To do
1) Translate into Spanish the following sentence from the passage on opinionated graphs: "So we’re usually better served framing our data as part of a story."
2) Reproduce verbatim a portion of the passage on opinionated graphs, beginning at the words "Graphs should be" and stopping after the words "approach data analysis.".
+++ Given passage
Graphs should be opinionated
I mentioned in last week’s post that people often think of quantitative data as objectively true. Not always, but often. And I'll grant that there is something compelling about seeing some phenomenon bundled up into a tidy, concise metric, some little nugget that we can carry around with us and recite with authority.
A corollary of this that I run into often is that the data should “speak for itself.” That the job of any data analyst (or person who’s doing some data analysis task) is to simply get the "objectively true" data in front of decision-makers’ faces so it can whisper its truths to them. There’s a logic to this, I suppose. And in some cases, it’s probably the right way to approach data analysis.
But there are also issues with this perspective. My stance is that data is most useful when it answers a question or tells a story. Humans are social creatures. We react more strongly to – and are better able to remember – stories than we do numbers. So we’re usually better served framing our data as part of a story.
This isn’t to say that we ought to twist statistics to serve some predetermined narrative – if that’s the case, then why bother with the data in the first place. But rather that one of the skills in working with data is essentially a journalistic one – being able to comb through data to identify compelling, actionable stories. In other words, data should be opinionated.
And one of the best ways to make data work opinionated is to make your graphs opinionated.
++++++
+++ Information given
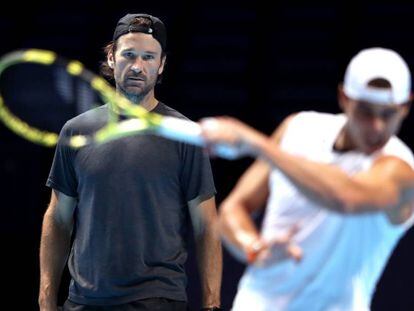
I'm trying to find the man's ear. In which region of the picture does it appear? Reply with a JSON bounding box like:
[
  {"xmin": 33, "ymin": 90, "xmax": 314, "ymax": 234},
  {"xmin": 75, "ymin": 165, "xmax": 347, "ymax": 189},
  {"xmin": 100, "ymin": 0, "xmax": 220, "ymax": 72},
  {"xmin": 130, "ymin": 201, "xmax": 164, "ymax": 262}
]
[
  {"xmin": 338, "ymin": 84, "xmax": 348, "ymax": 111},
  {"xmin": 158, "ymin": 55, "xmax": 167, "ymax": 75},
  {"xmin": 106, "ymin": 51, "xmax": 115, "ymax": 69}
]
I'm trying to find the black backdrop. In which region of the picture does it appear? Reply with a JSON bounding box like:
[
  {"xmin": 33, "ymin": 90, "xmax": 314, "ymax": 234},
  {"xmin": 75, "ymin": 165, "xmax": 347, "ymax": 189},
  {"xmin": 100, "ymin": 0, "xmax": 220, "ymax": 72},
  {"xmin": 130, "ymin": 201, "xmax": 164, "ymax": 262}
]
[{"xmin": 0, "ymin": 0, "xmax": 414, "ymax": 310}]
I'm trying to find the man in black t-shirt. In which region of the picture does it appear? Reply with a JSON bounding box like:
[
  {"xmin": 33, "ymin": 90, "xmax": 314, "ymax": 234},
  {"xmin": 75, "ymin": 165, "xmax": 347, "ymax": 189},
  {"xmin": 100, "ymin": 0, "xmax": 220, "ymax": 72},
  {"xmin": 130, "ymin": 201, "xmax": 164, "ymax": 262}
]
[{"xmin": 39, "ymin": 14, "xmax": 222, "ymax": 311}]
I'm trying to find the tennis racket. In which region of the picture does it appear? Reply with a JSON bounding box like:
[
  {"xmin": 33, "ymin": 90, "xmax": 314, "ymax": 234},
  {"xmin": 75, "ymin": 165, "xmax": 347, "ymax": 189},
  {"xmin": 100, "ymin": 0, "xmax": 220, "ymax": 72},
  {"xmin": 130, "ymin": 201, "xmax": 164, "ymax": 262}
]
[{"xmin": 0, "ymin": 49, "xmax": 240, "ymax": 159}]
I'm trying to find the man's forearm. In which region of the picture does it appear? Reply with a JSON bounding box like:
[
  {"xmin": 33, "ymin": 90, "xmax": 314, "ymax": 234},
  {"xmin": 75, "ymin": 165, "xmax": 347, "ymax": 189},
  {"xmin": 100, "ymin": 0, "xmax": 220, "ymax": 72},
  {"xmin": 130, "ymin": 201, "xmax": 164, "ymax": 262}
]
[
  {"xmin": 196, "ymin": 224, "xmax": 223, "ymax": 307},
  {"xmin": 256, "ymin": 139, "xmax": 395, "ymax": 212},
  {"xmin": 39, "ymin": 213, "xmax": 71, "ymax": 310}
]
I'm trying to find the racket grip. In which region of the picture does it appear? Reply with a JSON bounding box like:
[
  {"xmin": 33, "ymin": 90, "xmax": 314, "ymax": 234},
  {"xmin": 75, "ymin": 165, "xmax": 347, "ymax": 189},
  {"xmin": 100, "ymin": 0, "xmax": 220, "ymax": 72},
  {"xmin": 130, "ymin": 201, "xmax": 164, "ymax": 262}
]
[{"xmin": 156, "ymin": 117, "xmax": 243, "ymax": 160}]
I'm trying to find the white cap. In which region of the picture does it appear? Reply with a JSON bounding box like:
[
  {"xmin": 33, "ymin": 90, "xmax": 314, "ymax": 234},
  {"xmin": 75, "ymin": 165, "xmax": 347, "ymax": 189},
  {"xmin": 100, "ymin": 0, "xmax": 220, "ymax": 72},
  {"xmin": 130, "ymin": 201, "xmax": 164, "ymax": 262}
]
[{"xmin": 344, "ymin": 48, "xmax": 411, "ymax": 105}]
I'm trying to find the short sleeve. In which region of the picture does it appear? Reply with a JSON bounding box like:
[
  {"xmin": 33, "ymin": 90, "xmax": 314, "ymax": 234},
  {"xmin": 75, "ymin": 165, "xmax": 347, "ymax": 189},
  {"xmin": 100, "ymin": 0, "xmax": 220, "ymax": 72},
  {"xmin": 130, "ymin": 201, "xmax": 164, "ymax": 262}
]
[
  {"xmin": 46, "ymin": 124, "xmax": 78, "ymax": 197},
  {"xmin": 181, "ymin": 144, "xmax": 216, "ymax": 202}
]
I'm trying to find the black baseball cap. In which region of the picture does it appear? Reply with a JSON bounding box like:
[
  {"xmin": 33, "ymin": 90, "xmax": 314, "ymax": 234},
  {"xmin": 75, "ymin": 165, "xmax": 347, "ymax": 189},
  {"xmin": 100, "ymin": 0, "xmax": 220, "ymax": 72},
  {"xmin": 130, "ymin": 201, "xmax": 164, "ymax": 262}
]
++++++
+++ Information given
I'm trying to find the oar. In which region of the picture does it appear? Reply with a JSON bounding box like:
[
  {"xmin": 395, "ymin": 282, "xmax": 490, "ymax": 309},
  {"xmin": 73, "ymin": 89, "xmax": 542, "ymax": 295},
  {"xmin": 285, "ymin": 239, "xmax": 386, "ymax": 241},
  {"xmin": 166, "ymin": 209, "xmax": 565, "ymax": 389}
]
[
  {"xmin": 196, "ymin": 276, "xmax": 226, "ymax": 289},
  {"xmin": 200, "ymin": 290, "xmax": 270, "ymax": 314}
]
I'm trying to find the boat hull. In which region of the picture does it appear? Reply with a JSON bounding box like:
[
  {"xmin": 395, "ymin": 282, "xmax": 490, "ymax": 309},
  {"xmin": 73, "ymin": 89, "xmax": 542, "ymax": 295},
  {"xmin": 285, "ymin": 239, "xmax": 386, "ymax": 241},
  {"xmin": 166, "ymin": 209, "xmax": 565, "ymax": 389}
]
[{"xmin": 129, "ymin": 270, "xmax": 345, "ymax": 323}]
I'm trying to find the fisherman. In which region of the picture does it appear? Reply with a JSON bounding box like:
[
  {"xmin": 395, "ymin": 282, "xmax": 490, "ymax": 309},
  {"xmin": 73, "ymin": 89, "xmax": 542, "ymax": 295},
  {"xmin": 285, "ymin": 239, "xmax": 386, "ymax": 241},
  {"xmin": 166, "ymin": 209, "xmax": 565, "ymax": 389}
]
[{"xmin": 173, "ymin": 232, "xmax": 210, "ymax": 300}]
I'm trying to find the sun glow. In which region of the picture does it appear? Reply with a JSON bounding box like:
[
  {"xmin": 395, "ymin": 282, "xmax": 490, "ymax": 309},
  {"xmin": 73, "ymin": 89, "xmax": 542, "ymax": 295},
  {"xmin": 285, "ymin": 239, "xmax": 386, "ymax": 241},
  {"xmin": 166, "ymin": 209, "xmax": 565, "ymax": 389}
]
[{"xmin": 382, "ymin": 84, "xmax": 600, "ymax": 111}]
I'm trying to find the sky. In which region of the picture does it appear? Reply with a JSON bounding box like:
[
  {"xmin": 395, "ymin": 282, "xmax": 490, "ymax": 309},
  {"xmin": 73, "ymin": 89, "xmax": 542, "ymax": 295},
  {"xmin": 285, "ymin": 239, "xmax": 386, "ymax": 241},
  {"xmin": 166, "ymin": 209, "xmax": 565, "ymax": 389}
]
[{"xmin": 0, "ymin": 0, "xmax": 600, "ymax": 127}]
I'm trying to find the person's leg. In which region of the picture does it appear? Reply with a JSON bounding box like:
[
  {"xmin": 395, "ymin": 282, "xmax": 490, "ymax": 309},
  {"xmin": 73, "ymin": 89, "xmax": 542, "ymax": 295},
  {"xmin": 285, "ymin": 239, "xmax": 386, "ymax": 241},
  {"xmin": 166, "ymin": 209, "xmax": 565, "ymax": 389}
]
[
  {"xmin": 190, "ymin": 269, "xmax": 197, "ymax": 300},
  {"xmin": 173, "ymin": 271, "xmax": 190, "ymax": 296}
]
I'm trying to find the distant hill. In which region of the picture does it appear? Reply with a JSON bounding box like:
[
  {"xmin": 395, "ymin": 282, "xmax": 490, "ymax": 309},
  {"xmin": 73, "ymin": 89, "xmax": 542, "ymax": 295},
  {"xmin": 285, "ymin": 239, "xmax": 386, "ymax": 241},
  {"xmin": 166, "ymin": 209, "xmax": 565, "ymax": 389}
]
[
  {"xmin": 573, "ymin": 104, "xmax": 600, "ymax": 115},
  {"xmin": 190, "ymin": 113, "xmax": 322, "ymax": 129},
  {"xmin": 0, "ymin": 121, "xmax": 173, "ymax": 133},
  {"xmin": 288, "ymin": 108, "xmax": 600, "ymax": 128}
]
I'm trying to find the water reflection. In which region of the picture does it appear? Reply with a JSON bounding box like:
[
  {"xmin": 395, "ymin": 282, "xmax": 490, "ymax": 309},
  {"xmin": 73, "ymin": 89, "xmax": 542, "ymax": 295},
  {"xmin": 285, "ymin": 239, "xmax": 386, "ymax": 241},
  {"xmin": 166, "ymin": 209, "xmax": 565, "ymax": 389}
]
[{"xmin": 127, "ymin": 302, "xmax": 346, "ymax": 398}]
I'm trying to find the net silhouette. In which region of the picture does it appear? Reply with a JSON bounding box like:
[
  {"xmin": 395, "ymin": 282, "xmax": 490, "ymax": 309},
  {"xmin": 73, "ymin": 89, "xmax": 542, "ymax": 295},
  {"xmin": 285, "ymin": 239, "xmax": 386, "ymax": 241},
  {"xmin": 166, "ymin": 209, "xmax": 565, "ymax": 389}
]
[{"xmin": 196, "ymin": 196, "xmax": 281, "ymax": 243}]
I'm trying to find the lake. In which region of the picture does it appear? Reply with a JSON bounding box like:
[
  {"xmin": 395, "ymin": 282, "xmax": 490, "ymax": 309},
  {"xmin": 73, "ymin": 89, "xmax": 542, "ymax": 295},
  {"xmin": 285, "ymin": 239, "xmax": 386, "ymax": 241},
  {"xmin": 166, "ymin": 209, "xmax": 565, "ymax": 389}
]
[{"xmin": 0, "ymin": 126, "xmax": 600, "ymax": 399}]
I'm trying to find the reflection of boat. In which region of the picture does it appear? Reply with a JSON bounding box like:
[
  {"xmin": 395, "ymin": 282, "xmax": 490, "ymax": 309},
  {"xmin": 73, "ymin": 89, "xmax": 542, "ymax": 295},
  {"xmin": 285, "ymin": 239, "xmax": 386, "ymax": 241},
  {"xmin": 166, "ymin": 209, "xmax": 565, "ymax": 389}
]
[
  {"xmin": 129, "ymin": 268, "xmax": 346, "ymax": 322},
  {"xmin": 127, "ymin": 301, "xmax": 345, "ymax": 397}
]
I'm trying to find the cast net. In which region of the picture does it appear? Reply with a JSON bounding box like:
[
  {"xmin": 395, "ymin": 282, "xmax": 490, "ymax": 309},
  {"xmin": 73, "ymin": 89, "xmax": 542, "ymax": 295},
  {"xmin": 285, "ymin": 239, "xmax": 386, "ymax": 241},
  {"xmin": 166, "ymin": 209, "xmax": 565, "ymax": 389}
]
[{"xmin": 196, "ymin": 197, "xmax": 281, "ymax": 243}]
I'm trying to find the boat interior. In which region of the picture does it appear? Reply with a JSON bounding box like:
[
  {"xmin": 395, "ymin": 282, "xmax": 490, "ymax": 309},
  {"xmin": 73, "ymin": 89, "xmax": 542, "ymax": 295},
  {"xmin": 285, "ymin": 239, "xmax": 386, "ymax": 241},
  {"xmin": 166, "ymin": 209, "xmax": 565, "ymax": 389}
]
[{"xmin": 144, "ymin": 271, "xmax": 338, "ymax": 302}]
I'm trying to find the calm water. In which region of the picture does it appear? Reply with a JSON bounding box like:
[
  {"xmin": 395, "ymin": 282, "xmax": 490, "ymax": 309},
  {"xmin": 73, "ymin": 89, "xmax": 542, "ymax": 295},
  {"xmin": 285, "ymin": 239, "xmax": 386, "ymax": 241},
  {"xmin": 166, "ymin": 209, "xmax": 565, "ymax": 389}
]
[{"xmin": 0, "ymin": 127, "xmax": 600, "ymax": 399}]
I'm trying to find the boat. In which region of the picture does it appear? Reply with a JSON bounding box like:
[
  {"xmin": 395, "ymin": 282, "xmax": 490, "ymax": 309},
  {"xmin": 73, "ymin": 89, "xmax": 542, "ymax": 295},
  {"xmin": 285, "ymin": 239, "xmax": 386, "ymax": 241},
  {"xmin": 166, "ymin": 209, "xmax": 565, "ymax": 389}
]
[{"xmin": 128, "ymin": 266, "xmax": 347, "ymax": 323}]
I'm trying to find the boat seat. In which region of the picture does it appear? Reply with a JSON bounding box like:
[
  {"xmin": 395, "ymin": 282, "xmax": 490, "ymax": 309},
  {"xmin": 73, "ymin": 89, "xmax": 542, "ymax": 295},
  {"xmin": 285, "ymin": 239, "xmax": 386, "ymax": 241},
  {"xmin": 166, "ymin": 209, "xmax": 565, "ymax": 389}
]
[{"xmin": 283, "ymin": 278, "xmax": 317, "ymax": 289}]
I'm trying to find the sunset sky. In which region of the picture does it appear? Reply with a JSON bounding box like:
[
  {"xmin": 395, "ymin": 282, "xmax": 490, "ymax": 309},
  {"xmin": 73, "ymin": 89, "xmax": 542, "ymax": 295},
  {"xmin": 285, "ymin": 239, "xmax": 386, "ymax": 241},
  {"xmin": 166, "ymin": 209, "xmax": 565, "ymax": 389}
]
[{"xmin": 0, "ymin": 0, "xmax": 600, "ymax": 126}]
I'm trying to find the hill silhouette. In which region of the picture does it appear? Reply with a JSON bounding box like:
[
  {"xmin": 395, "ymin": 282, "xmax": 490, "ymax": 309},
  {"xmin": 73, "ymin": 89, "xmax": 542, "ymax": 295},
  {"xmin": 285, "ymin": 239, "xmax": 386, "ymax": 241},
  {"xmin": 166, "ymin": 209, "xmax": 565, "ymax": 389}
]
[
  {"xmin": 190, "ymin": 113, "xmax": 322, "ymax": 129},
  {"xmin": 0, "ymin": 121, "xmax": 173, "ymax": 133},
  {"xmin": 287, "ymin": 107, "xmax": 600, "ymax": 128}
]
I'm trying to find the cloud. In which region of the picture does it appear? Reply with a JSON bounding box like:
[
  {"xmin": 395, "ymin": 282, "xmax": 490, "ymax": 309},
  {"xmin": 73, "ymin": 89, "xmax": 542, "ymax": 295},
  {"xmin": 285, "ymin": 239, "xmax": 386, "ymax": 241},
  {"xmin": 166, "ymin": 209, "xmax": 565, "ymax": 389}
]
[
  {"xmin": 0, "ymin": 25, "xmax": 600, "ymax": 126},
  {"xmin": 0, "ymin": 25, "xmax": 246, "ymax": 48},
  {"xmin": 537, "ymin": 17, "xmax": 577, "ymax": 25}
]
++++++
+++ Information given
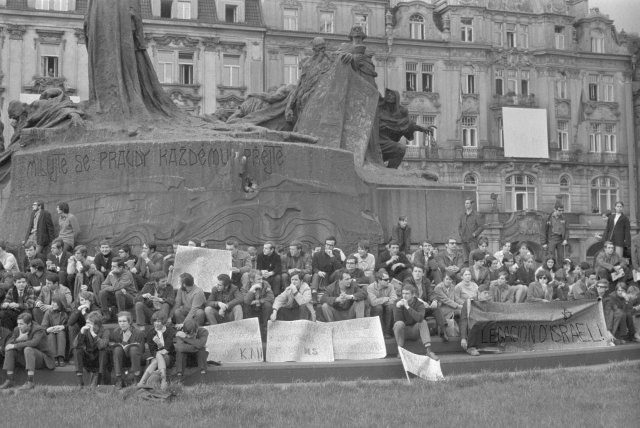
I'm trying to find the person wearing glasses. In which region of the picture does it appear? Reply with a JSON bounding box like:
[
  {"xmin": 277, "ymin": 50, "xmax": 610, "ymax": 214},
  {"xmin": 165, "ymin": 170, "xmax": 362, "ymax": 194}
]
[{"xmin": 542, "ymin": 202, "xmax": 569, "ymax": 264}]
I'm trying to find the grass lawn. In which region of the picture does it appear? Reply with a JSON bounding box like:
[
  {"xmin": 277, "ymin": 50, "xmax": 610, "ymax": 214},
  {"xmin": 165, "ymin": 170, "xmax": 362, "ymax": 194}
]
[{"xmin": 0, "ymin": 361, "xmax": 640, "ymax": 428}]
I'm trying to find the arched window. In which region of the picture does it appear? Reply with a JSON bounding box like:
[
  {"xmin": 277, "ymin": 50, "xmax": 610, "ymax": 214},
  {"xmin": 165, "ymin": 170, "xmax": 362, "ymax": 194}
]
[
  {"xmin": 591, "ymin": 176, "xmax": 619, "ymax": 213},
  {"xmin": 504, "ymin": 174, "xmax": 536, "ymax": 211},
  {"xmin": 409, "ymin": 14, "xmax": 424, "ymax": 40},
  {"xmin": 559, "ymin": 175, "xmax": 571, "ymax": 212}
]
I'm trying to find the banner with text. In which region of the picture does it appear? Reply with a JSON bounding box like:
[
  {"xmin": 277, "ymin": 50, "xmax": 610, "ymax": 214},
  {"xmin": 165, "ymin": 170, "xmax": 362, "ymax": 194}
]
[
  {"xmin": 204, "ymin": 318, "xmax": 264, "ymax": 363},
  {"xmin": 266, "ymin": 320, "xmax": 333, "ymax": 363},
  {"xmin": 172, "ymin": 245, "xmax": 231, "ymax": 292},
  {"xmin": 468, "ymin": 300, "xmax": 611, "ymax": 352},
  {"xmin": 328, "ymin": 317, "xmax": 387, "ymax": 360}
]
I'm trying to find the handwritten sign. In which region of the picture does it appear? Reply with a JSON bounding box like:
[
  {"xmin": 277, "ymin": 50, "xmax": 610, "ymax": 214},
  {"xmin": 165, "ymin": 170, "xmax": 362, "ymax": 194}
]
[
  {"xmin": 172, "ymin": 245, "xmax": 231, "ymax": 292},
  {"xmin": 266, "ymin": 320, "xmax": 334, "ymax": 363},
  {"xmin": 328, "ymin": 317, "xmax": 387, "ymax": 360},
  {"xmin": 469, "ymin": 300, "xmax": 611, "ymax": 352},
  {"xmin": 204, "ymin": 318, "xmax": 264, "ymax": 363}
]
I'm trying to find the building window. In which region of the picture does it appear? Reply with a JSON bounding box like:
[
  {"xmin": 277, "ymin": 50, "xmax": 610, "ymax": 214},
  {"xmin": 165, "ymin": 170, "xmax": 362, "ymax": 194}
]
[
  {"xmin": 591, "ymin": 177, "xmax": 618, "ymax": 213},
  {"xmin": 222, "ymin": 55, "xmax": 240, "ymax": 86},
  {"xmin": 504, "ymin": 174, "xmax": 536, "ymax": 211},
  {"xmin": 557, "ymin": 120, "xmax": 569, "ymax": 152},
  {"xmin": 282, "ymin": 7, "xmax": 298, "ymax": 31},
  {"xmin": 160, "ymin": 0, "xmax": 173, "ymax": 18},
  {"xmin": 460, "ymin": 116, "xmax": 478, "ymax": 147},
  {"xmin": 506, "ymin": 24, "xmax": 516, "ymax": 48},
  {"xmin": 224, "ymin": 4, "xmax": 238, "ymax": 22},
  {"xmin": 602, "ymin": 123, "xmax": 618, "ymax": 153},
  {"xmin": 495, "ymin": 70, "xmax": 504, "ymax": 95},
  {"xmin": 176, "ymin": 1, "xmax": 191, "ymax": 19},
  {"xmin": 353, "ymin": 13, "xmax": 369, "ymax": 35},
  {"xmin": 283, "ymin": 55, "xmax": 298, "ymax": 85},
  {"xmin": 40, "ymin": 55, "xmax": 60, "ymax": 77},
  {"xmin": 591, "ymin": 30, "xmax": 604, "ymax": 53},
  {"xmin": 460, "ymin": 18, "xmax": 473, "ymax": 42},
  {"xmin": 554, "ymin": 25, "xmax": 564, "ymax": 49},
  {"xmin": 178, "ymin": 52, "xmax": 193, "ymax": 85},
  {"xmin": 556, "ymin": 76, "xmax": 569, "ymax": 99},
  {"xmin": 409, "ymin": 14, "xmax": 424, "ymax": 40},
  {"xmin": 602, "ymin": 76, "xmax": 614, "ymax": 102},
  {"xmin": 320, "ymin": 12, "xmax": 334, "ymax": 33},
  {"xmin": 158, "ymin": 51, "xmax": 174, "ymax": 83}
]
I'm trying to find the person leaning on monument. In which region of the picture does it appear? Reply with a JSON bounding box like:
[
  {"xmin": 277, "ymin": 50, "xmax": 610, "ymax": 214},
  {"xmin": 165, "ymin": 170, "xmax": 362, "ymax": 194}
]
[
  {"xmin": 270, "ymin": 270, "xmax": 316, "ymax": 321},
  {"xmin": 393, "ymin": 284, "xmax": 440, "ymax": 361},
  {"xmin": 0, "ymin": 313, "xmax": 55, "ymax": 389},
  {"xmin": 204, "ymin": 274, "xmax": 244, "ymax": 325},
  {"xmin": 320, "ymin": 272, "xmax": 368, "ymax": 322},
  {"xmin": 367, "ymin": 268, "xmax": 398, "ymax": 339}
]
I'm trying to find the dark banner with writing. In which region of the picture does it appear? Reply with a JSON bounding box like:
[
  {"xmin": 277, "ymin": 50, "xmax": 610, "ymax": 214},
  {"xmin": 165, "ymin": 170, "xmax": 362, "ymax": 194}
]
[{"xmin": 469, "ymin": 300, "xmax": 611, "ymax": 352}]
++++++
Final results
1) Así que, por lo general, nos conviene más presentar nuestros datos como parte de una historia.

2)
Graphs should be opinionated
I mentioned in last week’s post that people often think of quantitative data as objectively true. Not always, but often. And I'll grant that there is something compelling about seeing some phenomenon bundled up into a tidy, concise metric, some little nugget that we can carry around with us and recite with authority.
A corollary of this that I run into often is that the data should “speak for itself.” That the job of any data analyst (or person who’s doing some data analysis task) is to simply get the "objectively true" data in front of decision-makers’ faces so it can whisper its truths to them. There’s a logic to this, I suppose. And in some cases, it’s probably the right way to approach data analysis.